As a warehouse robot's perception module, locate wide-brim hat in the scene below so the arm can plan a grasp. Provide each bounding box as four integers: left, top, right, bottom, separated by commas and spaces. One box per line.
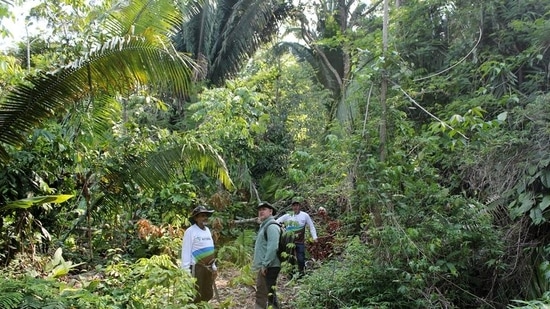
257, 201, 277, 215
190, 205, 215, 218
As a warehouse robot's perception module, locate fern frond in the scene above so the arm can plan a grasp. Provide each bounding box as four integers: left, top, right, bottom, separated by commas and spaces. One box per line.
0, 292, 23, 309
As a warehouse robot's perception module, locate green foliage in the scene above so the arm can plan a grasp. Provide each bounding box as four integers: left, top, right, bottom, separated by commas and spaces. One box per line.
228, 264, 256, 289
3, 0, 550, 308
289, 130, 352, 182
2, 195, 74, 212
527, 256, 550, 300
138, 179, 198, 224
291, 238, 384, 309
0, 0, 234, 267
187, 85, 269, 152
102, 254, 199, 308
186, 84, 270, 194
173, 0, 293, 85
0, 275, 117, 309
508, 291, 550, 309
0, 276, 58, 309
0, 54, 26, 92
0, 35, 195, 162
293, 189, 507, 308
328, 115, 511, 308
130, 220, 184, 259
128, 255, 197, 308
45, 248, 85, 278
0, 253, 200, 309
185, 76, 299, 201
217, 229, 255, 267
466, 95, 550, 226
0, 282, 23, 309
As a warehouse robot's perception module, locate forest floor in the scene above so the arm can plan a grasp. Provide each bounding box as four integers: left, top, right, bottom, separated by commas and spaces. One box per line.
213, 266, 301, 309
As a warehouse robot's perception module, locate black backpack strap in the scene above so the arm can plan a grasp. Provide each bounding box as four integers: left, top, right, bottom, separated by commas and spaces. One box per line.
264, 222, 280, 240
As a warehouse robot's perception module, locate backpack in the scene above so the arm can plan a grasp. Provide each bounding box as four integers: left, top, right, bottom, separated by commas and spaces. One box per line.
264, 222, 296, 262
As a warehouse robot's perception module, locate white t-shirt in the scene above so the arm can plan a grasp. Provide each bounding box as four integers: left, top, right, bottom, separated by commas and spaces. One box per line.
276, 211, 318, 243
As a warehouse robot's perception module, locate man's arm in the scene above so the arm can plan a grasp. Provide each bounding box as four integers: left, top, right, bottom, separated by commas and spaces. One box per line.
305, 213, 318, 240
181, 227, 194, 272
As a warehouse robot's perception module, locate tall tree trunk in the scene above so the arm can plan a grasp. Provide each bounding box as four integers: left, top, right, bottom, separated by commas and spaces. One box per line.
380, 0, 389, 163
370, 0, 390, 230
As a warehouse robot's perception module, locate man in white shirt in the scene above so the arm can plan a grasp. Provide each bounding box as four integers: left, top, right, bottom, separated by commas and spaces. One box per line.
181, 205, 218, 303
276, 198, 317, 278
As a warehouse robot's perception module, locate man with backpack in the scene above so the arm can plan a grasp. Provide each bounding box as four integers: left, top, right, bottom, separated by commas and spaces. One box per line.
276, 197, 318, 278
253, 201, 281, 309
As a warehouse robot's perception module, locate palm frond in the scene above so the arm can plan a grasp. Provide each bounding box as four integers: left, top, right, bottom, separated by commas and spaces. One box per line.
182, 142, 232, 188
210, 0, 291, 84
101, 0, 188, 39
103, 136, 233, 194
177, 0, 216, 56
84, 95, 122, 141
0, 36, 195, 162
175, 0, 293, 85
59, 94, 122, 147
175, 0, 217, 79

•••

What you will do: All entries above should be printed exactly, though without their pictures.

Exercise answer:
As a warehouse robot's perception module, locate wide-brim hat in the scene below so the arm can plan a grasp. Provide each bounding box as four integers: left, top, right, bottom, separated by commas and spaces. One box per line.
257, 201, 277, 215
190, 205, 215, 218
As a warehouse robot's perception module, locate fern frond in the scene above so the arm can plan a grasp. Provide each bounding box as four integers: left, top, right, bottom, separated by commas and spaces. One box per line.
0, 292, 23, 309
As a warehouse robot's perception module, locate green foliage in the scene above so the arm can plan a grasp. Provide each bounding box as four integers: left, top, right, bottom, separated by commas and spaces. One box per line.
228, 264, 256, 289
3, 0, 550, 308
289, 130, 352, 182
2, 195, 74, 212
527, 256, 550, 300
138, 179, 198, 224
291, 238, 384, 309
0, 0, 234, 267
187, 85, 269, 152
102, 254, 199, 308
186, 84, 270, 194
173, 0, 293, 85
0, 275, 117, 309
508, 291, 550, 309
0, 276, 58, 309
0, 54, 26, 92
0, 35, 195, 162
293, 189, 507, 308
328, 115, 511, 308
130, 220, 184, 259
128, 255, 197, 308
45, 248, 85, 278
0, 253, 200, 309
185, 76, 299, 201
217, 229, 255, 267
466, 95, 550, 226
0, 282, 23, 309
As a warehouse robot's perception module, locate forest floor in the scene above so the arm can plan a grasp. Provide each bounding box as four integers: left, top, right, bottom, separated by commas and spaces. One box per line.
213, 266, 301, 309
As a warehouse robot's perception module, locate black backpack strap in the scene above so the arm can plan a grasp. Provide each bounding box as four integers: left, top, right, bottom, separated by commas and spaces. One box per line.
264, 222, 280, 240
As a warehouse robot's perception module, locate backpack in the scene above so the arm can plan a grasp. Provide each bounding box as four integers: left, top, right, bottom, separated by commas and spaces. One box per line.
264, 222, 296, 262
As a warehouse robot's perception module, locate white t-shirt in the scene above so the arm can plan a grasp. Provide each bounding box as four integers: left, top, right, bottom, separated by commas and spaces. One box per line.
276, 211, 318, 243
As a warehouse robot's perception module, locate man's arm in the scene above so the arm can plan a grasp. Provide each bounding box as four integers: left, top, right, bottom, separated by commas and spaces. One box per line.
305, 213, 318, 240
181, 227, 194, 272
As a warehouse robot's perception module, locate tall tree trunk in the scene above so the arm can plan a grasp. Provide each bounding box as four integers: left, top, right, bottom, separated by commas and spaces. One box per line.
380, 0, 389, 163
370, 0, 390, 230
As a warehouse robot's perception module, locate man in white shirt in the scene above so the arm can plan a grasp. Provide each bounding box as four integers: left, top, right, bottom, separated by commas and spaces. One box per line.
181, 205, 218, 303
276, 198, 317, 278
As a warehouse robot's perception module, locate man with backpack in the scene above so the arm can plan a grasp. Provide each bounding box as four integers: left, top, right, bottom, separated by commas and spaces. One box per line.
276, 197, 318, 278
253, 201, 281, 309
As a warehouse robot's perception module, locate palm frond in the scene above so the arm can plan a grasp. Provide each bounding box as four integers: left, top, right, bottom, separated by commas and spaces. One box per line.
182, 142, 232, 188
210, 0, 291, 84
101, 0, 188, 39
103, 136, 233, 194
177, 0, 216, 56
84, 95, 122, 141
0, 36, 195, 162
175, 0, 293, 85
59, 94, 122, 147
175, 0, 217, 79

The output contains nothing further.